━━━ The data ━━━
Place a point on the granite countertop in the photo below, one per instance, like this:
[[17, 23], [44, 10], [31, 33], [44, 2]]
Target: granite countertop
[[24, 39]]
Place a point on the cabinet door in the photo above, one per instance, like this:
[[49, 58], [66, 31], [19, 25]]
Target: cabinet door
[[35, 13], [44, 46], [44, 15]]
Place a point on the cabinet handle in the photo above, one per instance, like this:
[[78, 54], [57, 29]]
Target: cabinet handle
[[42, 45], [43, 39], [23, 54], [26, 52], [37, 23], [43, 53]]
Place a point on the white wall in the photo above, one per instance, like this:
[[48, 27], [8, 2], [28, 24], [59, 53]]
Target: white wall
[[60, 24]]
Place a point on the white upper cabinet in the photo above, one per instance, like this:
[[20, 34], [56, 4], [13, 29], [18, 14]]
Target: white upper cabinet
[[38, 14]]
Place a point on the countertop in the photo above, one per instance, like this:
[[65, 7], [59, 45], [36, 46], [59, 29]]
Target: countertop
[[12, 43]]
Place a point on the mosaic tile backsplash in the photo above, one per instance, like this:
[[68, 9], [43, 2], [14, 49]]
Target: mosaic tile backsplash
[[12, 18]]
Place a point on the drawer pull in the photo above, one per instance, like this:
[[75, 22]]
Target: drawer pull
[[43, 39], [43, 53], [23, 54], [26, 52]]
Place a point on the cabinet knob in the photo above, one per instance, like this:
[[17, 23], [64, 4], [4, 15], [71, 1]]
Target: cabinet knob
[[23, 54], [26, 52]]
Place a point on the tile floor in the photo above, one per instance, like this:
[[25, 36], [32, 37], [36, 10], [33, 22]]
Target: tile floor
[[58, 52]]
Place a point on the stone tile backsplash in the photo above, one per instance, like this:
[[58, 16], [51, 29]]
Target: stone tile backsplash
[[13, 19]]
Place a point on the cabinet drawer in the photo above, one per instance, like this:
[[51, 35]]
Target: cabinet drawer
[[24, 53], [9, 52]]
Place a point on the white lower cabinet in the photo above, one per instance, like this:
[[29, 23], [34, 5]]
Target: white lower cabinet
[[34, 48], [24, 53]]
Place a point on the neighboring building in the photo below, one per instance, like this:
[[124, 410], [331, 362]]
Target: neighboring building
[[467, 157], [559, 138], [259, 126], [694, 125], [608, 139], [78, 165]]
━━━
If a line of the data contains "above", copy it out.

Place a point on the cabinet door in the photo above, one per instance, like this:
Place a point on the cabinet handle in the photo above, one per instance, like this:
Place a point on the white wall in the photo above, one per instance, like this:
Place a point on the white upper cabinet in the photo above, one per instance, like this:
Place a point on the countertop in the photo above, one per instance, like this:
Place a point on the mosaic tile backsplash in the photo above, one per instance, like this:
Place a point on the drawer pull in the photo above, one per instance, like this:
Place a point on the cabinet knob in the photo above, one per instance, like this:
Place a point on the tile floor in the photo above, one per instance, like this:
Place a point on the stone tile backsplash in the photo above, one per instance, like this:
Place a point on the cabinet drawer in the photo above, one per instance, like this:
Place a point on the white lower cabinet in the photo above, one per instance, like this:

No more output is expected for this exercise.